* Description of the task *
Find every line in the material below that contains the string "opening" and copy each of those lines. Case counts.

* Material provided *
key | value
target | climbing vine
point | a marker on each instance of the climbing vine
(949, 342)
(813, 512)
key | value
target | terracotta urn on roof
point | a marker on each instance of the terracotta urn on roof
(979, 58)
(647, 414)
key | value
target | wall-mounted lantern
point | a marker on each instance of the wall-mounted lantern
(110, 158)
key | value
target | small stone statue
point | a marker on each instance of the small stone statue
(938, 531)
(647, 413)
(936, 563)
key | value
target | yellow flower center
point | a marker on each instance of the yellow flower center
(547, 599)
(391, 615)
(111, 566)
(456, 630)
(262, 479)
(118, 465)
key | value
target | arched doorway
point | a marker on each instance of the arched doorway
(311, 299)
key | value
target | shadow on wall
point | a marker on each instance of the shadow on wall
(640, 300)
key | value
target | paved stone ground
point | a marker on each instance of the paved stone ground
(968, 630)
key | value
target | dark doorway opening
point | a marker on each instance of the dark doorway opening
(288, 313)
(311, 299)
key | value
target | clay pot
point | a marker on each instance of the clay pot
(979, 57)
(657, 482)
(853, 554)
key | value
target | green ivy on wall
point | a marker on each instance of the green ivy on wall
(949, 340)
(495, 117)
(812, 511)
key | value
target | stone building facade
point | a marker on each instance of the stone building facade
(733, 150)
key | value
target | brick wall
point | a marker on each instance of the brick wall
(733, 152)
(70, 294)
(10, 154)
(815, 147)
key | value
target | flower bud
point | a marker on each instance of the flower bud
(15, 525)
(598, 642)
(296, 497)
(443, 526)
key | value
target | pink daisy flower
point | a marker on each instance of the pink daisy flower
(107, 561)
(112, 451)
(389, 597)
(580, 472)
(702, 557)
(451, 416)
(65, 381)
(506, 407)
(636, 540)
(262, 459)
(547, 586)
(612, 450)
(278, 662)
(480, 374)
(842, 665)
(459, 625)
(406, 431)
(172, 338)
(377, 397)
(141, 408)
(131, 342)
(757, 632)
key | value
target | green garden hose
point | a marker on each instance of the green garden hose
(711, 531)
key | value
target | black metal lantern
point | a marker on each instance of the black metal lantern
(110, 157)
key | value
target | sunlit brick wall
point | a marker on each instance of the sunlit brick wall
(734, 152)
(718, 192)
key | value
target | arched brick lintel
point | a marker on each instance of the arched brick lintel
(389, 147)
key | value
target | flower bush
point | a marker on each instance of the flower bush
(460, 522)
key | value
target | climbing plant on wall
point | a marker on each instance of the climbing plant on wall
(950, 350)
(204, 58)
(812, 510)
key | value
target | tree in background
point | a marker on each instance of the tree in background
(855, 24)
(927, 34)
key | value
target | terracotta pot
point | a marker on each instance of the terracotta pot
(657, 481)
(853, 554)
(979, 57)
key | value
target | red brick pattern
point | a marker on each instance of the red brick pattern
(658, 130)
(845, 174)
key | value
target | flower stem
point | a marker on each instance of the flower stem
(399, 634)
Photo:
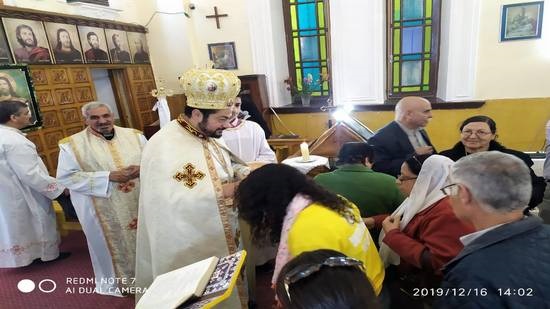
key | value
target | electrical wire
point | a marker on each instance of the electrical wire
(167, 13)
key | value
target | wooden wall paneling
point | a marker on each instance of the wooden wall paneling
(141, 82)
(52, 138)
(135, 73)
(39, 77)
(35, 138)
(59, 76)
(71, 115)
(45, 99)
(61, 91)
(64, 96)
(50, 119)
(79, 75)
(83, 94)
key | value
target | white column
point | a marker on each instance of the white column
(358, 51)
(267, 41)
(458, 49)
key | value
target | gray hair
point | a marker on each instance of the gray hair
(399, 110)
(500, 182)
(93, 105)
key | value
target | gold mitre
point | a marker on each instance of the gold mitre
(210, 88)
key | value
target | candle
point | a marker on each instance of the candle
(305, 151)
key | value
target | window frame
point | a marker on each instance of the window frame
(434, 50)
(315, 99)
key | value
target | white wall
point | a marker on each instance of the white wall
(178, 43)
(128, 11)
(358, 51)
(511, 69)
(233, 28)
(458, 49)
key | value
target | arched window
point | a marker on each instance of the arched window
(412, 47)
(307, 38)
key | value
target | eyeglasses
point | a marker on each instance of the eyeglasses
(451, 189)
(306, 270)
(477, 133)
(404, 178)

--

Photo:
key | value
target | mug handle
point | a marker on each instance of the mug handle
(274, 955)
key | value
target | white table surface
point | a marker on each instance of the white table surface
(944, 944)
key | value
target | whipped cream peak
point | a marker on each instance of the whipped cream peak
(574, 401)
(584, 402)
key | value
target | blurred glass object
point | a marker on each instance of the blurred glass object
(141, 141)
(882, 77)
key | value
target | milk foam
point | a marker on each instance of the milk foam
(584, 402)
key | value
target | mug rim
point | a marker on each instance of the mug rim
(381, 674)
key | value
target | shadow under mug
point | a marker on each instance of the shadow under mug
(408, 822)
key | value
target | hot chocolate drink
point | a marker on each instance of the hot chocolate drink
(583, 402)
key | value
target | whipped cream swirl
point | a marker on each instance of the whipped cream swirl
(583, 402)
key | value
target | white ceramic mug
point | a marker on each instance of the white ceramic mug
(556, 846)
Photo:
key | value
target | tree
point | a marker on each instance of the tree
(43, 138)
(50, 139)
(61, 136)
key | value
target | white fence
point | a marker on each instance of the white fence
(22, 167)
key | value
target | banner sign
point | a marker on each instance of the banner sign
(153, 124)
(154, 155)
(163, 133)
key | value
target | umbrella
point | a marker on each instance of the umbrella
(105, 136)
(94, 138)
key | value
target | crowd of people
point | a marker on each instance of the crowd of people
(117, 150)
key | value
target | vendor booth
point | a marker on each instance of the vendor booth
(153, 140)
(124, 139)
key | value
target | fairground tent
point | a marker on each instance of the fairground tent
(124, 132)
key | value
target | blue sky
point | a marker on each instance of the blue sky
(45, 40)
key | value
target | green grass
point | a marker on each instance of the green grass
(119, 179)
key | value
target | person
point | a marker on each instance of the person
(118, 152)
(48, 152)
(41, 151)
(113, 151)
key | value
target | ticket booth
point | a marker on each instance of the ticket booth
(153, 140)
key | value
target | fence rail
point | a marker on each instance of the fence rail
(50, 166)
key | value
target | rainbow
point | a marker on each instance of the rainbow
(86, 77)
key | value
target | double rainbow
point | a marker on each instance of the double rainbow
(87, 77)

* Final result *
target | dark doorway opening
point | a marker on each instance of the dark doorway opening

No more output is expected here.